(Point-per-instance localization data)
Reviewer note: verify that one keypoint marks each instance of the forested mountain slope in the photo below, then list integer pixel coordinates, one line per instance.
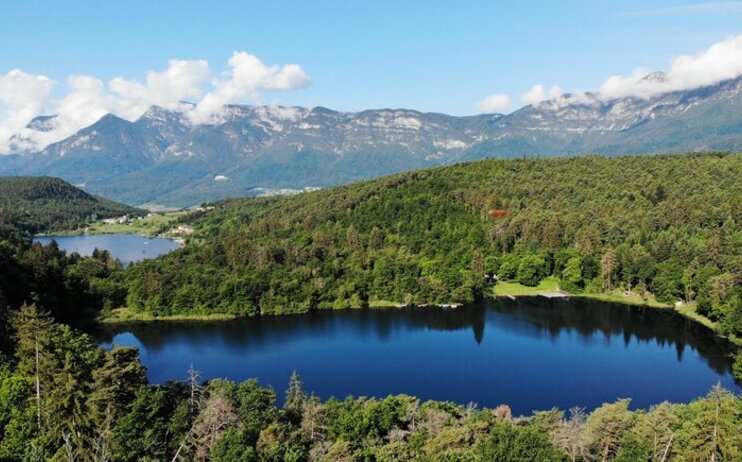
(665, 224)
(39, 204)
(252, 148)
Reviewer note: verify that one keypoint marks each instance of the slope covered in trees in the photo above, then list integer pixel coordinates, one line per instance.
(666, 225)
(63, 398)
(42, 204)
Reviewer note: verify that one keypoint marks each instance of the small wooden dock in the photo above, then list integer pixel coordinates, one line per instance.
(556, 294)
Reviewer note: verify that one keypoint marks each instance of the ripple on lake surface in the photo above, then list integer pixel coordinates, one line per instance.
(530, 353)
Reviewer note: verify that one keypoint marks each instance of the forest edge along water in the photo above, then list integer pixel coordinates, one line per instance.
(530, 353)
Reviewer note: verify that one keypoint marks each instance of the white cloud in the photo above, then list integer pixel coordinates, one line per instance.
(537, 93)
(87, 98)
(22, 97)
(494, 103)
(721, 61)
(248, 76)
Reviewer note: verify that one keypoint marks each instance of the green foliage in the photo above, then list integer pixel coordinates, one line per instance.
(96, 404)
(43, 204)
(668, 225)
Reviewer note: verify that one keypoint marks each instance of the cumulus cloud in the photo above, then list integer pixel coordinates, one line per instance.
(721, 61)
(247, 77)
(538, 93)
(494, 103)
(86, 98)
(22, 97)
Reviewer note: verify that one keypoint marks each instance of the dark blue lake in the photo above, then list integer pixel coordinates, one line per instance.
(531, 353)
(126, 247)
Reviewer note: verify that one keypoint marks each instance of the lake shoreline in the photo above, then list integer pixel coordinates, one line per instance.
(124, 316)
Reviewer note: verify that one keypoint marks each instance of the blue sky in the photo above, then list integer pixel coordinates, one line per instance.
(429, 55)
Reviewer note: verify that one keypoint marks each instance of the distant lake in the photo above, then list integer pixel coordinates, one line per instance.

PROBLEM DETAILS: Retype the data word for word, please, and keep the images out.

OUTPUT OF THE EXERCISE:
Reviewer note: verify that one keypoint marks each instance of the forested mountain slope in the photo below, then list integer pixel coordinates, one line per instance.
(665, 224)
(39, 204)
(252, 148)
Reviewer note: verify that one keypoint marks each instance of the slope covered in trees in the photo above, then list integer pixel coordinates, one line per instance.
(666, 225)
(63, 398)
(42, 204)
Reviewer note: verify that one keypoint marks each instance of the small wooden dock in the photo above, then list integer pixel coordinates, one line per instance.
(556, 294)
Reviewer note: verify that one keypoint marks each instance of the ripple on lake surface in the photo above, then list integer pixel coordinates, one line per instance.
(530, 353)
Reviewer note: verify that one keypoint marks each instance of the forest edge along water in the photo above, then list integer pixel coordinates, one line per instance.
(530, 353)
Reviewer note: verify that one keypoint marks each instance of the white cloud in the photo above, then list integer pixel coordinates, one line per instance.
(537, 93)
(87, 98)
(22, 97)
(494, 103)
(721, 61)
(248, 76)
Reviewer note: verify that one keypoint marks each instance of the green foliage in the photo above, then list integer pixel coordinates, one line per instance.
(96, 404)
(43, 204)
(668, 225)
Reviewer note: verify that one keypoint marks each instance of the cumulus cloud in the photo above, then list integer pixel coordinates, one line per instance.
(721, 61)
(247, 77)
(538, 93)
(494, 103)
(86, 98)
(22, 97)
Reviewer note: verify that one keypoint marks each instance of the dark blue lake in the photo above, then list integer pixel coordinates, one line per instance.
(531, 353)
(126, 247)
Reviewer note: verify that one keypoint marks each instance of the lake shoreline in the photo above, then list integer pixel coordinates, one line per instance.
(124, 316)
Reviewer note: verify that one keypoint marks each instance of the blue sky in the photo above, then list integer pixel coordinates, one line per instance.
(429, 55)
Reviewer note: verify that one keypoint marks each instance of the distant lake in the photo above, then list integer pixel coordinates, one line per instance.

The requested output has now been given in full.